■ Supplied records
>> Start

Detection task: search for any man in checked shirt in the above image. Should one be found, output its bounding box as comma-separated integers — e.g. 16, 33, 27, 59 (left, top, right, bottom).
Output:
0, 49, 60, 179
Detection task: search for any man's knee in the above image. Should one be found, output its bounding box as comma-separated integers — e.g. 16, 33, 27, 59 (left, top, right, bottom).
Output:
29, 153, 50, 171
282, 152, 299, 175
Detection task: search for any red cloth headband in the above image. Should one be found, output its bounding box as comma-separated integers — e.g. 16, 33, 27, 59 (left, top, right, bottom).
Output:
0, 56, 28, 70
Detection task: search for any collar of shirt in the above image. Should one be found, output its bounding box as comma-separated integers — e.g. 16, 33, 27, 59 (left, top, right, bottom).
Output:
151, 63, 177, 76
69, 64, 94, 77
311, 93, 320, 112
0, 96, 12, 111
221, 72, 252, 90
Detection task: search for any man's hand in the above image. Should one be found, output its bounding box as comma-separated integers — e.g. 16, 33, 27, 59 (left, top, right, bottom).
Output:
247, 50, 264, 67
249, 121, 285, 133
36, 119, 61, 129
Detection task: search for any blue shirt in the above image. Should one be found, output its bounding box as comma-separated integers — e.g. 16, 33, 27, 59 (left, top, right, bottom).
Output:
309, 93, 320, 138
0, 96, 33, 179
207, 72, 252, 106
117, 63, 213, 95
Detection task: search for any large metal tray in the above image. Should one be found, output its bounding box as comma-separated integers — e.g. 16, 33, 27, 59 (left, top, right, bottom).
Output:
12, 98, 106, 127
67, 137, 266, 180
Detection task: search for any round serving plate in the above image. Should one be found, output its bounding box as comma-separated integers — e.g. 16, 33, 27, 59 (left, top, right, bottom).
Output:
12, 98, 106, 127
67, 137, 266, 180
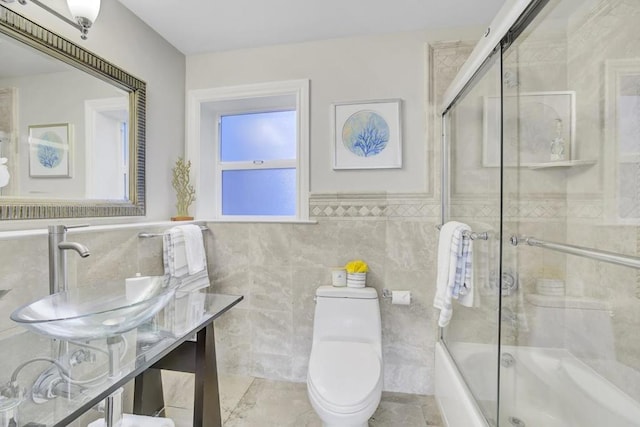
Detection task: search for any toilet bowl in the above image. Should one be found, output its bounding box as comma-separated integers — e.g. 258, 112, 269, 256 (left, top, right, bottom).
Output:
307, 286, 383, 427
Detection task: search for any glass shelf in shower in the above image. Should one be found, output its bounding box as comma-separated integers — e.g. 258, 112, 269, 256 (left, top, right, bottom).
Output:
524, 160, 596, 169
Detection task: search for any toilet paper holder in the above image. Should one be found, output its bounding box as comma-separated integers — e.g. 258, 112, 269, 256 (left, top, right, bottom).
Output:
382, 288, 411, 305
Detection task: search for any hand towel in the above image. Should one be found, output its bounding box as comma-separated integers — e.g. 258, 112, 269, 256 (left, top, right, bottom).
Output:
174, 224, 205, 274
162, 226, 210, 292
87, 414, 175, 427
433, 221, 473, 327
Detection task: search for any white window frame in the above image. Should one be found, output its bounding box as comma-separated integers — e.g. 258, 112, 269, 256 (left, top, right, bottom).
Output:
185, 79, 309, 221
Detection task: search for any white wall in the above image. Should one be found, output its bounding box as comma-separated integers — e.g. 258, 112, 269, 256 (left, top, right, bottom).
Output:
186, 29, 479, 193
2, 0, 185, 221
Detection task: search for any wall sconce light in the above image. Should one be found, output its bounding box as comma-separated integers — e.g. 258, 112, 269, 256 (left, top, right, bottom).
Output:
0, 0, 100, 40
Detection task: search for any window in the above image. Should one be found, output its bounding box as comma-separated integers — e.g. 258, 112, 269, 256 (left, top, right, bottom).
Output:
187, 80, 309, 221
218, 111, 297, 217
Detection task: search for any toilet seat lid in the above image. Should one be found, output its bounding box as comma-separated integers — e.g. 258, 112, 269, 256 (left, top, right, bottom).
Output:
309, 341, 382, 413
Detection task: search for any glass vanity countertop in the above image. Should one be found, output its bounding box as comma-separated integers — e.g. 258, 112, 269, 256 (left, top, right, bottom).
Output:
0, 294, 243, 427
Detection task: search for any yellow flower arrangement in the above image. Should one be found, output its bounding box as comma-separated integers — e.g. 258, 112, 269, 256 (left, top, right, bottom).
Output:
344, 259, 369, 273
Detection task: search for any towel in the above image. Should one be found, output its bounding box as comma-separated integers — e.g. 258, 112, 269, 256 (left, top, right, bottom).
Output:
87, 414, 175, 427
162, 226, 209, 292
174, 224, 205, 274
433, 221, 473, 327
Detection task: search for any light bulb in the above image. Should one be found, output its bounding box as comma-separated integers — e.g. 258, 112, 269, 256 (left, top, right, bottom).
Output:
67, 0, 100, 27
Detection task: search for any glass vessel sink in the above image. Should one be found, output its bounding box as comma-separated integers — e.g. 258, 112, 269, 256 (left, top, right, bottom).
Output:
10, 276, 175, 341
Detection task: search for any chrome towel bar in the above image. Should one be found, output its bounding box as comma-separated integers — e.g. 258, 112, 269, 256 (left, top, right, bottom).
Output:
510, 235, 640, 269
138, 225, 209, 239
436, 224, 489, 240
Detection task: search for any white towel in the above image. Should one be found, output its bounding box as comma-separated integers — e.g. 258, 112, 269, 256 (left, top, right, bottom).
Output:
433, 221, 473, 327
162, 226, 210, 292
174, 224, 205, 274
87, 414, 175, 427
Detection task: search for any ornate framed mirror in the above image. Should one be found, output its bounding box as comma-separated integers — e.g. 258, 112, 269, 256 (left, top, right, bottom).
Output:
0, 5, 146, 220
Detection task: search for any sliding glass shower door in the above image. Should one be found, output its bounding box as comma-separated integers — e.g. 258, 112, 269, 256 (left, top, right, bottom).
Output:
499, 0, 640, 427
442, 53, 502, 421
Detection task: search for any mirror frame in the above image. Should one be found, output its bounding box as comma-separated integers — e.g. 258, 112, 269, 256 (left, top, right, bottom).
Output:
0, 5, 146, 220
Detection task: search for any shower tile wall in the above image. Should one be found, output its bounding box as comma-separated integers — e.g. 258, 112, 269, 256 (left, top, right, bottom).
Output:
567, 0, 640, 401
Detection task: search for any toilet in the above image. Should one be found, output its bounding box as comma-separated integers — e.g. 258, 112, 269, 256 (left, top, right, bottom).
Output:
307, 286, 383, 427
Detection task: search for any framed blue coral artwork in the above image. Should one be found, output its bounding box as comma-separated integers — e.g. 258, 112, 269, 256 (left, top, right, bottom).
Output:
332, 99, 402, 169
29, 123, 71, 178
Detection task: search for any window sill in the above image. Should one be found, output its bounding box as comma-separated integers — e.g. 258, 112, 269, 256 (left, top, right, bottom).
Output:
196, 218, 318, 224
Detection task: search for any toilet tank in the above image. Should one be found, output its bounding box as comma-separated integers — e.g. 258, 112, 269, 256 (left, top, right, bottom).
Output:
313, 286, 381, 343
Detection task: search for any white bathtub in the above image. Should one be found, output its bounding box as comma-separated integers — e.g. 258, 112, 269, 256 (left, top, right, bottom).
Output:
435, 343, 640, 427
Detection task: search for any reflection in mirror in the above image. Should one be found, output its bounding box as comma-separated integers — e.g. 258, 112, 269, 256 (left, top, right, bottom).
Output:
0, 6, 145, 219
0, 35, 129, 200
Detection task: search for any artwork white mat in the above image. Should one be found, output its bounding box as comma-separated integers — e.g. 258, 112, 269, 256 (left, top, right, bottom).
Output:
482, 91, 575, 167
332, 99, 402, 169
29, 123, 71, 178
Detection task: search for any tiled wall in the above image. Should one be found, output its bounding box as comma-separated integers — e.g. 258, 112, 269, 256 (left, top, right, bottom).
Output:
208, 196, 437, 394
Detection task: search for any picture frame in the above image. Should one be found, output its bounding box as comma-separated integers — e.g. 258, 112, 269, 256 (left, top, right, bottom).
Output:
482, 91, 576, 167
29, 123, 71, 178
332, 99, 402, 170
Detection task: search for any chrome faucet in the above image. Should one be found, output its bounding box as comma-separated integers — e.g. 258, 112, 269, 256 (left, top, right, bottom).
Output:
49, 224, 91, 294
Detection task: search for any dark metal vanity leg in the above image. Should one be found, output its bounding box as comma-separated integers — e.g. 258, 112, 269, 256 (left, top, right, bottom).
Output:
133, 368, 164, 416
193, 322, 222, 427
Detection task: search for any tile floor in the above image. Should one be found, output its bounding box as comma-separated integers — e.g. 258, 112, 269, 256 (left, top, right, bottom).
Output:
163, 371, 442, 427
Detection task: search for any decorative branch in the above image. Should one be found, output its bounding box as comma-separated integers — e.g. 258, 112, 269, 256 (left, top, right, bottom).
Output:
171, 157, 196, 216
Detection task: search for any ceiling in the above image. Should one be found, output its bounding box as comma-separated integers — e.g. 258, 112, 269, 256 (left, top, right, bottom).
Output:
115, 0, 507, 55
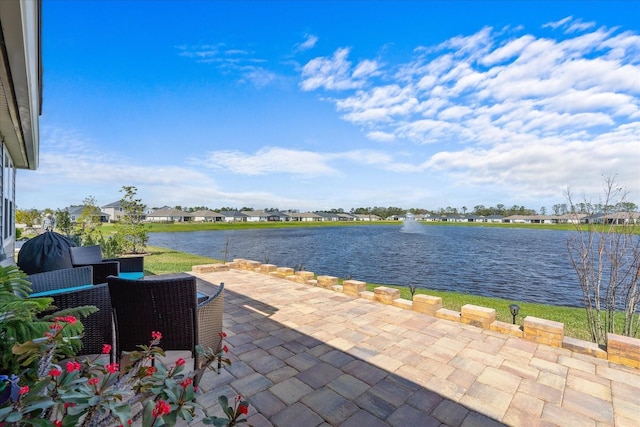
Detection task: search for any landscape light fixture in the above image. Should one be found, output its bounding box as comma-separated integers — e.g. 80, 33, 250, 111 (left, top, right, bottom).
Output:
409, 285, 417, 299
509, 304, 520, 325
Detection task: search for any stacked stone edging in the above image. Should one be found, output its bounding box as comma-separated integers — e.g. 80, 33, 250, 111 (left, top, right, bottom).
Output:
192, 258, 640, 369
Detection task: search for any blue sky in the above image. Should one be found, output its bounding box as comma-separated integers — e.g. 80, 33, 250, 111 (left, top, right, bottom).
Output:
17, 0, 640, 211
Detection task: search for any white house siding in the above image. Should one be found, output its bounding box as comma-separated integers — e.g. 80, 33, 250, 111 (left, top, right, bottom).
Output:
0, 0, 42, 265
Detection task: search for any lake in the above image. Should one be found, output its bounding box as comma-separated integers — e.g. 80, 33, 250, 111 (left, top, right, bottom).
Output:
149, 223, 582, 306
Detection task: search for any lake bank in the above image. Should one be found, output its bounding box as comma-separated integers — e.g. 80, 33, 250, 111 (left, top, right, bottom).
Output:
149, 225, 582, 306
145, 246, 591, 340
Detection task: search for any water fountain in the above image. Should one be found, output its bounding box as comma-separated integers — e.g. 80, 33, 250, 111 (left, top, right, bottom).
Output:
400, 213, 426, 234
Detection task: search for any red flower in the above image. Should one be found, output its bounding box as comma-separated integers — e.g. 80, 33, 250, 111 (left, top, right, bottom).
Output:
67, 361, 82, 372
53, 316, 77, 325
238, 403, 249, 415
151, 400, 171, 418
105, 363, 120, 374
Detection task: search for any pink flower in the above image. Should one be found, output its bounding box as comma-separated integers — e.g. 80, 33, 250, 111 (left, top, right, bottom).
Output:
105, 363, 120, 374
67, 361, 82, 372
151, 400, 171, 418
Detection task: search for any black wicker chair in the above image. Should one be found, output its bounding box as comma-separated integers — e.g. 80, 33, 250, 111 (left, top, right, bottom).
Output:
69, 245, 120, 284
196, 283, 224, 372
26, 266, 113, 359
42, 283, 114, 360
26, 266, 94, 293
107, 274, 224, 380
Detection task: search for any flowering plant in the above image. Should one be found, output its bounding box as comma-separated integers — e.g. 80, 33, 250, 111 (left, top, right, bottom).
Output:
0, 316, 248, 427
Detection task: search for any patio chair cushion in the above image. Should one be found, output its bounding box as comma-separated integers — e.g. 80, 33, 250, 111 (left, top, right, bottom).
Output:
26, 266, 94, 293
29, 284, 93, 298
118, 271, 144, 280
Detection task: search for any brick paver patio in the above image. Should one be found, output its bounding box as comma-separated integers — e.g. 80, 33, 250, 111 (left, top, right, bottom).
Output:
186, 270, 640, 427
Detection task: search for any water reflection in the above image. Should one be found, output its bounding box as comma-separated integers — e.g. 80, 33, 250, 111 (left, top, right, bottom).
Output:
149, 224, 582, 306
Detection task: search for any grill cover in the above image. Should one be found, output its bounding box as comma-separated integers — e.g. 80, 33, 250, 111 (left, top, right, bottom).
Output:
17, 231, 76, 274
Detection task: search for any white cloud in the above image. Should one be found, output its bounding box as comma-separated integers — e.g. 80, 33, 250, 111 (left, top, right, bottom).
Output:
204, 147, 338, 176
300, 48, 377, 91
298, 22, 640, 204
295, 34, 318, 52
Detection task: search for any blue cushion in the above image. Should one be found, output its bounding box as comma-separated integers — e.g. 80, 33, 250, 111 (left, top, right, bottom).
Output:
29, 285, 93, 298
118, 271, 144, 280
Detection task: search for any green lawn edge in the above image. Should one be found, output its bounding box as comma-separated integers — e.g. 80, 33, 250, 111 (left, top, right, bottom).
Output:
145, 246, 604, 341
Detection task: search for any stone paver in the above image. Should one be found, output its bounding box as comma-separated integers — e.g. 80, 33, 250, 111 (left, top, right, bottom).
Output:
189, 269, 640, 427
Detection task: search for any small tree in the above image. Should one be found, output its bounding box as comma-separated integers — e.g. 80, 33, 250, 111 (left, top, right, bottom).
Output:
16, 209, 40, 228
566, 178, 640, 345
116, 185, 149, 254
55, 209, 73, 237
76, 196, 102, 246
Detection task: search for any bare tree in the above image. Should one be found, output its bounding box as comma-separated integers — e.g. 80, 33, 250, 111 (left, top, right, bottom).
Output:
566, 177, 640, 345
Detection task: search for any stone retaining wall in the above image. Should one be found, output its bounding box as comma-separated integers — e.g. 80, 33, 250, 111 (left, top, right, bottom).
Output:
192, 259, 640, 368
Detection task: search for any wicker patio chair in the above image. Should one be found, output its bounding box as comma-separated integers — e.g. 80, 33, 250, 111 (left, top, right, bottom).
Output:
107, 274, 224, 381
26, 266, 94, 293
31, 284, 114, 360
69, 245, 120, 284
102, 255, 144, 279
197, 283, 224, 373
107, 276, 197, 361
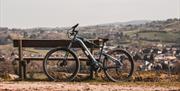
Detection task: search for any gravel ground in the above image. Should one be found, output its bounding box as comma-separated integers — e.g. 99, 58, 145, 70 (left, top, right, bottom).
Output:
0, 82, 180, 91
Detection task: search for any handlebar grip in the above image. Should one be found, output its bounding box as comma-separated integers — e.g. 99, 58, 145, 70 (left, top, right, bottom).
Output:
72, 23, 79, 29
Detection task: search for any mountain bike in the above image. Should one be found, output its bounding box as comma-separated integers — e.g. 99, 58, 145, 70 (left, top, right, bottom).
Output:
43, 24, 134, 82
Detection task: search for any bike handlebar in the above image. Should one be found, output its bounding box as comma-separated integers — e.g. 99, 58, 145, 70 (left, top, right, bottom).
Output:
72, 23, 79, 29
67, 23, 79, 38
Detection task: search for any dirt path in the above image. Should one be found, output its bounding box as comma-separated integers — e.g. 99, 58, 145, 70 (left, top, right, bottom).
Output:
0, 82, 180, 91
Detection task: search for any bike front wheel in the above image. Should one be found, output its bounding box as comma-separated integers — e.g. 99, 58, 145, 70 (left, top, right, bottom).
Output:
43, 48, 80, 81
103, 49, 134, 82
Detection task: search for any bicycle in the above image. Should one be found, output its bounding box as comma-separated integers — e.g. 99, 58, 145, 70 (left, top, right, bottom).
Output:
43, 24, 134, 82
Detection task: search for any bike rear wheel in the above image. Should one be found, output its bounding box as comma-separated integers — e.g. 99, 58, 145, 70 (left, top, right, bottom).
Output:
103, 49, 134, 82
43, 48, 80, 81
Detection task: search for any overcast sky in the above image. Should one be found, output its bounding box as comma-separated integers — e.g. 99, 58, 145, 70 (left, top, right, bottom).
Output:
0, 0, 180, 28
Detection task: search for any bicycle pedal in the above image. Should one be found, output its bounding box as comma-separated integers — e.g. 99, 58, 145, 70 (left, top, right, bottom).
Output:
86, 61, 91, 66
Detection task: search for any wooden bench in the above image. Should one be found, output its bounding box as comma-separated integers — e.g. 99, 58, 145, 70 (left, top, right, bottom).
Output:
13, 39, 100, 80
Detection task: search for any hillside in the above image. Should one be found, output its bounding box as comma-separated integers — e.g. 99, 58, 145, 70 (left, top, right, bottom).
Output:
0, 18, 180, 45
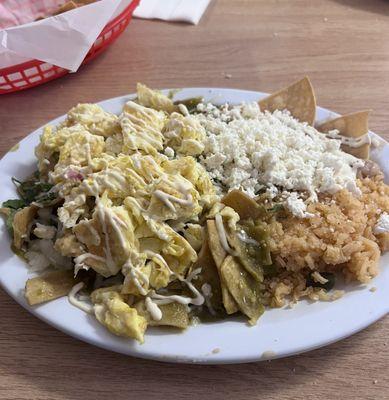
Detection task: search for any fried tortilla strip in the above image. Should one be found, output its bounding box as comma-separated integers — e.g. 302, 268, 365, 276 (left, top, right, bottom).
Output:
230, 233, 263, 282
258, 76, 316, 125
221, 189, 265, 220
191, 232, 223, 310
220, 256, 265, 325
25, 271, 78, 306
12, 206, 38, 249
134, 300, 189, 329
317, 110, 370, 160
207, 220, 238, 314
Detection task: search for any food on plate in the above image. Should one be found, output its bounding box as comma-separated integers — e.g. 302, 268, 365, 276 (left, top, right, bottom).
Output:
1, 78, 389, 342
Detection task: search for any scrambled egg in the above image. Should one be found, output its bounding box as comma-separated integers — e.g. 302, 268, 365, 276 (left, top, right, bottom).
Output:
36, 84, 218, 341
91, 287, 147, 343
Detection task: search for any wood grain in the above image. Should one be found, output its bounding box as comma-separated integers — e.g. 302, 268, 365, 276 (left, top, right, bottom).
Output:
0, 0, 389, 400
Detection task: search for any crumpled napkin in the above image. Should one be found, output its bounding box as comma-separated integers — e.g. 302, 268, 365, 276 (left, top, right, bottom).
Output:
0, 0, 132, 72
134, 0, 211, 25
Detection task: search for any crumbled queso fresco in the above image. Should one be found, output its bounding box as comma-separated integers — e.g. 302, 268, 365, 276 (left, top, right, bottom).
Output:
194, 102, 363, 217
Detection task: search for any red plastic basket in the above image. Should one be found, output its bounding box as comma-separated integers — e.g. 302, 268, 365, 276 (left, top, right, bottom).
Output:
0, 0, 140, 94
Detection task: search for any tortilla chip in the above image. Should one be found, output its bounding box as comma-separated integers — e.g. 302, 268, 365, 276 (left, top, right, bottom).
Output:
220, 256, 265, 325
221, 189, 265, 220
25, 271, 78, 306
258, 77, 316, 125
207, 220, 238, 314
12, 206, 38, 249
227, 233, 263, 282
191, 236, 223, 310
134, 300, 189, 329
317, 110, 370, 160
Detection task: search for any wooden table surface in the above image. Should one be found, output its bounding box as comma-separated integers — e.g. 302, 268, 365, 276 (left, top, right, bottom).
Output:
0, 0, 389, 400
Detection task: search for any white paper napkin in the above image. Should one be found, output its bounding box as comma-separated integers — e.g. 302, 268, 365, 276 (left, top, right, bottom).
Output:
134, 0, 211, 25
0, 0, 131, 71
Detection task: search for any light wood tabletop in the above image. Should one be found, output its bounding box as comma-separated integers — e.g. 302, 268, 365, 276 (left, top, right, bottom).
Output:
0, 0, 389, 400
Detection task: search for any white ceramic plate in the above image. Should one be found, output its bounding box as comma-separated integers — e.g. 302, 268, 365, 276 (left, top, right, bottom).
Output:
0, 88, 389, 364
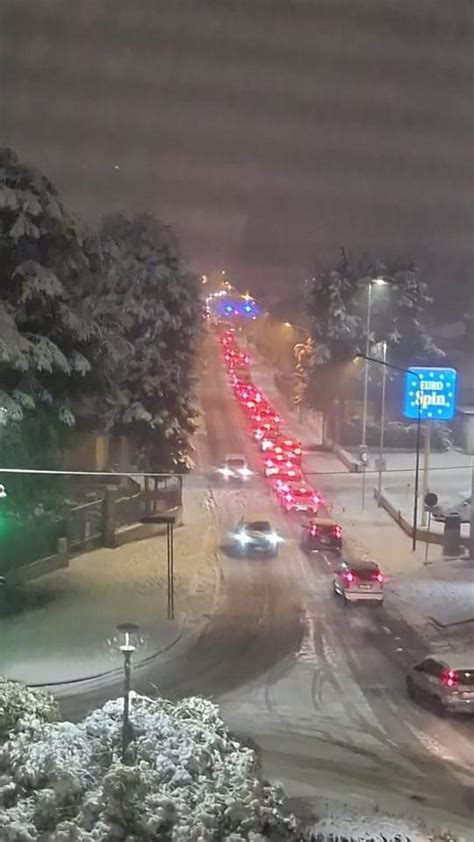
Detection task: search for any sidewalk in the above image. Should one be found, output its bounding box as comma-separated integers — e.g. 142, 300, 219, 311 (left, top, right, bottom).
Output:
252, 354, 474, 649
0, 482, 217, 684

>> End

■ Instructions to follow
Rewrite everything from the start of the listing down through the line containing "117, 63, 213, 95", swapping "search for" for "look for" and leaving all else unchanged.

■ Reply
Detection task: look for any man in checked shirt in the above image. Should one be found, output its bounding box as comma-separated integers — e.g. 16, 33, 27, 59 (left, top, right, bottom).
Output:
0, 49, 60, 179
Detection task: look for any man's knee in the above image. Should one be found, output its bounding box as comma-separated integers — e.g. 16, 33, 27, 59 (left, top, right, bottom).
Output:
29, 153, 50, 171
282, 152, 299, 175
Detection task: look for any red cloth headband in the above image. Should one be found, output its bounding box as comma-separated integers — e.g. 16, 33, 27, 59 (left, top, right, bottom).
Output:
0, 56, 28, 70
Detection task: look for any collar of shirt in the above image. Should one be found, output its bounding box as comma-separated integers — e.g. 16, 33, 27, 59 (left, top, right, bottom).
Output:
151, 63, 177, 76
69, 64, 94, 77
311, 93, 320, 112
0, 96, 12, 111
221, 72, 252, 90
Detection task: look for any man's hand in the above image. Should one be found, output its bounding box as comma-separated integers — e.g. 16, 33, 27, 59 (left, top, right, bottom).
Output:
247, 50, 264, 67
249, 121, 285, 133
36, 119, 61, 129
Detection task: look for any blue shirt in the above image. Should one be found, output its bounding box as comma-separated integers — e.g. 16, 33, 27, 59 (left, top, right, bottom).
Output:
309, 93, 320, 138
0, 96, 33, 179
207, 72, 252, 106
117, 63, 213, 95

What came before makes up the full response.